### Requirement A
According to the piece on the Strange Weather exhibition, how many artworks does the show feature?
### Requirement B
From the piece on the Strange Weather exhibition, quote word for word the passage that begins with "The exhibition Strange" and continues through "most unexpected places.".

### Selected excerpt
• • • •

The exhibition Strange Weather: Forecasts from the Future at the Science Gallery in Dublin gives a more human dimension to the issue. The show features 26 artworks that, each in their own way, act as springboards for new discussions and debates about the eccentricities of the weather.
The show goes from the very absurd (the Halliburton survivaball) to the very dark and dramatic. But the adjective that pervades the show is 'fun'. While visiting the exhibition, i've been drinking cloud, watched a 1959 film that speculates on how weather control departments would use satellites and met with little child mannequins in Hazmat suits in the most unexpected places.
Strange Weather is one of those rare shows that's never dull, never obscure, never preaching. A quick video walk-through of the exhibition will prove my point:
Given my enthusiasm for the exhibition, there's a lot i'd like to blog: all the ideas, all the works i've discovered. Being notoriously lazy, i'm going to bide my time and slowly publish stories about Strange Weather. Here's a first batch of artworks which explore clouds in the most poetical and critical ways:
Karolina Sobecka climbed to the Sally Gap in the Dublin Mountains to harvest clouds, decant them into little tubes and invited gallery visitors to consume them.
The artist built her own Cloud Collector, a device that is sent into the atmosphere attached to a weather balloon. Clouds condense on its mesh wings and flow into a sample container. These cloud samples are analysed for microorganisms and ingested by experimental volunteers. By combining the cloud microbiome with their own, the volunteers become part cloud and keep a cloud journal reporting their transformation.

• • • •

### Dataset records

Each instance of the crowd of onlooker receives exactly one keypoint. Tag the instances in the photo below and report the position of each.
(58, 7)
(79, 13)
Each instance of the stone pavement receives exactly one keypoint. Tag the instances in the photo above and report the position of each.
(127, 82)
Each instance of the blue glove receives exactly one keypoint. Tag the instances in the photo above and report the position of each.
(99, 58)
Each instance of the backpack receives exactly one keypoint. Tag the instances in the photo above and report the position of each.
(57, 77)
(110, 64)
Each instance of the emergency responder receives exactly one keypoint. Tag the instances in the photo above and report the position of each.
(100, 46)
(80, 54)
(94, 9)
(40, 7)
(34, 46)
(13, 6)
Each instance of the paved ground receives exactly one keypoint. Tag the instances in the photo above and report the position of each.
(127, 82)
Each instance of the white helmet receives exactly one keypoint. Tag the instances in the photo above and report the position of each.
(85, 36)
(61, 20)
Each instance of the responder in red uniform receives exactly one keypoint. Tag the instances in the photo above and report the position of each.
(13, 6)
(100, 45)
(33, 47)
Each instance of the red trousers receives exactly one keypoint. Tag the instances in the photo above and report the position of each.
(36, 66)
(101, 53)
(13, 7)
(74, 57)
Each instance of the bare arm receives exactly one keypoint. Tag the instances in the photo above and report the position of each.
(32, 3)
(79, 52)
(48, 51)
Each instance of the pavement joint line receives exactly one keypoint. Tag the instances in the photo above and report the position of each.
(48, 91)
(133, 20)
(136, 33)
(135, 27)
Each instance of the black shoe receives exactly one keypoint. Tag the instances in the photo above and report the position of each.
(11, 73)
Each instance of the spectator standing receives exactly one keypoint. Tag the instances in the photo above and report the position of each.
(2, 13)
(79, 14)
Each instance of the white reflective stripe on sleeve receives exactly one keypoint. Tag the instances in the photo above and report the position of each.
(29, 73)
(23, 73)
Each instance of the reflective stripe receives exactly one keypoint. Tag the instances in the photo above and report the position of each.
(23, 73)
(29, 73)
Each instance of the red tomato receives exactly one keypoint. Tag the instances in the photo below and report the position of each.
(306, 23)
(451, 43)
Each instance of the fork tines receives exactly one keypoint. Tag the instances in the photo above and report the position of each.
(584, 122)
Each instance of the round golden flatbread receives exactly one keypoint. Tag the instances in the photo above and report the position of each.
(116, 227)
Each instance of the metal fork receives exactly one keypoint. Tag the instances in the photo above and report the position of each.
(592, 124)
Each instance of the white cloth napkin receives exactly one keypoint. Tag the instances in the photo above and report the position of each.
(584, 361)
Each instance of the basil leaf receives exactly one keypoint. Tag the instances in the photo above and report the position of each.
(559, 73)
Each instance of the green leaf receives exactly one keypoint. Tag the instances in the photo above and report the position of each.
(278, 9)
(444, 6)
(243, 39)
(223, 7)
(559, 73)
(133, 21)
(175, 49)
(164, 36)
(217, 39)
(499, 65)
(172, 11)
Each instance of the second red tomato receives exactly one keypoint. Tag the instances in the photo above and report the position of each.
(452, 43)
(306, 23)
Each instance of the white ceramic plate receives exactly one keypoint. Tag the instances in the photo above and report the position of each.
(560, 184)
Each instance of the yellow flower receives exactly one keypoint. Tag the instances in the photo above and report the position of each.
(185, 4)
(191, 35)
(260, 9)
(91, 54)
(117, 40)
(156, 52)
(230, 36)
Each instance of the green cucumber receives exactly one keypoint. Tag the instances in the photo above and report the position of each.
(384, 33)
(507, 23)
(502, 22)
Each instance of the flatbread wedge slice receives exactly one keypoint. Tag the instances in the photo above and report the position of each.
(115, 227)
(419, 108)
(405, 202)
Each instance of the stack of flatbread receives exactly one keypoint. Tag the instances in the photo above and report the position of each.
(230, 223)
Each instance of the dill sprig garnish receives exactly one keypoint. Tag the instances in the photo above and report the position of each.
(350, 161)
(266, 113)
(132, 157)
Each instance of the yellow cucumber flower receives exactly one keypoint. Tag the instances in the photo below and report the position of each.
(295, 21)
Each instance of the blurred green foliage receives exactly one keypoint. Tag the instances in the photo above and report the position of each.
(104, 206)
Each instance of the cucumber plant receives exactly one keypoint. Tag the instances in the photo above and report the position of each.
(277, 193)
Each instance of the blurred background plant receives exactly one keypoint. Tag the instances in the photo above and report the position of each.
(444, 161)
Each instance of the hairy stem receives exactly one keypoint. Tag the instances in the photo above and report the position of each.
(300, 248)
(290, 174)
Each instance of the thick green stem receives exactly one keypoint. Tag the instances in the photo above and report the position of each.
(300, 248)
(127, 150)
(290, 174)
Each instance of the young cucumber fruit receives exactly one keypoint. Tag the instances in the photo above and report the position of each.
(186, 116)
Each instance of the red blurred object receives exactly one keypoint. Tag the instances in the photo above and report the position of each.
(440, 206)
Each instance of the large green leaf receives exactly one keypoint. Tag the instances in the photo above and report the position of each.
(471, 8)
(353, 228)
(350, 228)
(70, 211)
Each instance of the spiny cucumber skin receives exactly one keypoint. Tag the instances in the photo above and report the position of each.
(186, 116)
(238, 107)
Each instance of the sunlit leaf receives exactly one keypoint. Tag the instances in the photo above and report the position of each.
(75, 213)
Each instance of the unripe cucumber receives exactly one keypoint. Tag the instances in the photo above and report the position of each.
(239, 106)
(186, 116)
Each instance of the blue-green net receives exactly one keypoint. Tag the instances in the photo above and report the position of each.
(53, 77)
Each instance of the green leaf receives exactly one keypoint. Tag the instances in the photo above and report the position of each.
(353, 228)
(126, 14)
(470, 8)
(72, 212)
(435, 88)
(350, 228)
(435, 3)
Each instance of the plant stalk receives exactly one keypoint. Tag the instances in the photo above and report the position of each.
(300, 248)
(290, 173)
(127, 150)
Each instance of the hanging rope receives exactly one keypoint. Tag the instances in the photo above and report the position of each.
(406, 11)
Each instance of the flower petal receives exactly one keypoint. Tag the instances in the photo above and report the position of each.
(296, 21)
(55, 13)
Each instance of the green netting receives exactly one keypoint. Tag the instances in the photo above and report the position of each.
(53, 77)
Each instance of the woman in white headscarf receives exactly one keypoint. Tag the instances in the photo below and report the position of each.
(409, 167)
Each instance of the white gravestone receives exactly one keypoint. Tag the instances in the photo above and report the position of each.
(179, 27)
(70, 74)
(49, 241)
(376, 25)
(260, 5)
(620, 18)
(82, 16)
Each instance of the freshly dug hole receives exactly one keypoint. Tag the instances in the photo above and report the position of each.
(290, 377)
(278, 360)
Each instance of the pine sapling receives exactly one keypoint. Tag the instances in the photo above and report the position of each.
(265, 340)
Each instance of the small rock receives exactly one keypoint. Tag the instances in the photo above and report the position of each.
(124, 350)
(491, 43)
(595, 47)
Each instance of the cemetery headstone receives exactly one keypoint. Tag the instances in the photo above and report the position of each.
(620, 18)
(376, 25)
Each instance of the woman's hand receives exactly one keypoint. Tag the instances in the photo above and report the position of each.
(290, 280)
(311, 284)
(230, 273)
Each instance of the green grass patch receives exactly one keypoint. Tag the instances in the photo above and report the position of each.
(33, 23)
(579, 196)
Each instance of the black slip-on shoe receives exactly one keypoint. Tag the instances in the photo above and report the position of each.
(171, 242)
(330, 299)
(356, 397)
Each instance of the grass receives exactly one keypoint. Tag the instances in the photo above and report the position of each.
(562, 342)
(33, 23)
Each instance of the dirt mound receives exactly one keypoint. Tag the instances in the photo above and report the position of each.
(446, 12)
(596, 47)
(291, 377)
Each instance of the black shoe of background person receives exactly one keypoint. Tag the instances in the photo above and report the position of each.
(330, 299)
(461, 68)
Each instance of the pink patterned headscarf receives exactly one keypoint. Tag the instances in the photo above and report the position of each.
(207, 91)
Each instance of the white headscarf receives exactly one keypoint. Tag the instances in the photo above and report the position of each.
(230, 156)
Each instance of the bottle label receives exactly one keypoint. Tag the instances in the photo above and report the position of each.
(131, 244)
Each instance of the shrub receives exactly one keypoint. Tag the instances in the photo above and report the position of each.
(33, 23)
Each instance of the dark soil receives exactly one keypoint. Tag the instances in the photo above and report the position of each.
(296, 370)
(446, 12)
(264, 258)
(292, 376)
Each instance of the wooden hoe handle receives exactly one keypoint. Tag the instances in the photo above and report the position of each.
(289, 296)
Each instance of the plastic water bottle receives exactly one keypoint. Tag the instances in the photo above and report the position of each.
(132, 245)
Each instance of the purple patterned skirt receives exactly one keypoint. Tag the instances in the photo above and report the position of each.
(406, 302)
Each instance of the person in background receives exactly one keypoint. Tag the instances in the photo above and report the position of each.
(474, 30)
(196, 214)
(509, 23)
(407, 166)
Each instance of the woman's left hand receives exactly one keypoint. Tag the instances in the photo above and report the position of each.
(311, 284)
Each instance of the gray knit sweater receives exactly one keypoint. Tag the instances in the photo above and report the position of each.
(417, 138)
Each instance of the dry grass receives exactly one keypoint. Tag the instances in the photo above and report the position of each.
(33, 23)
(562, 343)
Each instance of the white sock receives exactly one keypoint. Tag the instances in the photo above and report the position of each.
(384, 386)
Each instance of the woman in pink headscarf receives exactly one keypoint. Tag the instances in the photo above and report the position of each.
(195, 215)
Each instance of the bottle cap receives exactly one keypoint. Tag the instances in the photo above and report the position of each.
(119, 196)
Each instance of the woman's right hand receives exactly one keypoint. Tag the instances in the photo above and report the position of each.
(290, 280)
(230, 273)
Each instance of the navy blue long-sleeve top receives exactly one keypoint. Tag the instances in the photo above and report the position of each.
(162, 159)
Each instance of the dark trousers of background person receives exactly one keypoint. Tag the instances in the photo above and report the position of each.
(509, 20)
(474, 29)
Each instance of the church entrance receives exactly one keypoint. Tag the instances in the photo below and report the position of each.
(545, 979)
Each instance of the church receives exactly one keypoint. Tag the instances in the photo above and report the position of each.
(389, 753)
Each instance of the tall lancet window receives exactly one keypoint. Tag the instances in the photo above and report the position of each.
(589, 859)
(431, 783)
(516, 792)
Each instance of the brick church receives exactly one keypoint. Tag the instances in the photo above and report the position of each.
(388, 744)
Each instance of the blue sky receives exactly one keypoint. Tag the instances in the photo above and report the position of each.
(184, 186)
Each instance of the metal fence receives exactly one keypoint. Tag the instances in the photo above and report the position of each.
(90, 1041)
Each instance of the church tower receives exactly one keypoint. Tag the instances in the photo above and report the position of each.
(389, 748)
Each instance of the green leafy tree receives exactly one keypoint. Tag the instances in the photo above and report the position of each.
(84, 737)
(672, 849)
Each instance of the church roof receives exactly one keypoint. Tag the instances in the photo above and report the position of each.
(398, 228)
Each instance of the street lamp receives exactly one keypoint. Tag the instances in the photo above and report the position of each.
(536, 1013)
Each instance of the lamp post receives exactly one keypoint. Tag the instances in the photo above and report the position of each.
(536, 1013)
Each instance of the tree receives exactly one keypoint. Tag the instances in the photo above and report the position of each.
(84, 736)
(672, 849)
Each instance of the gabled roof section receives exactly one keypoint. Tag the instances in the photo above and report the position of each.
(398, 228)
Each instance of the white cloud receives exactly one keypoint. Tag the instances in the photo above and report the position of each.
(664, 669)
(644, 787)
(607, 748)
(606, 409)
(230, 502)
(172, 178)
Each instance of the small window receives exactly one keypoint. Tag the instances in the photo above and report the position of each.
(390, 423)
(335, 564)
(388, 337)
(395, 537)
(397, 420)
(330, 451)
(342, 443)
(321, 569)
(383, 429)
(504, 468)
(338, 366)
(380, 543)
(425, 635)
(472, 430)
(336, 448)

• • • •

### Output A
26

### Output B
The exhibition Strange Weather: Forecasts from the Future at the Science Gallery in Dublin gives a more human dimension to the issue. The show features 26 artworks that, each in their own way, act as springboards for new discussions and debates about the eccentricities of the weather.
The show goes from the very absurd (the Halliburton survivaball) to the very dark and dramatic. But the adjective that pervades the show is 'fun'. While visiting the exhibition, i've been drinking cloud, watched a 1959 film that speculates on how weather control departments would use satellites and met with little child mannequins in Hazmat suits in the most unexpected places.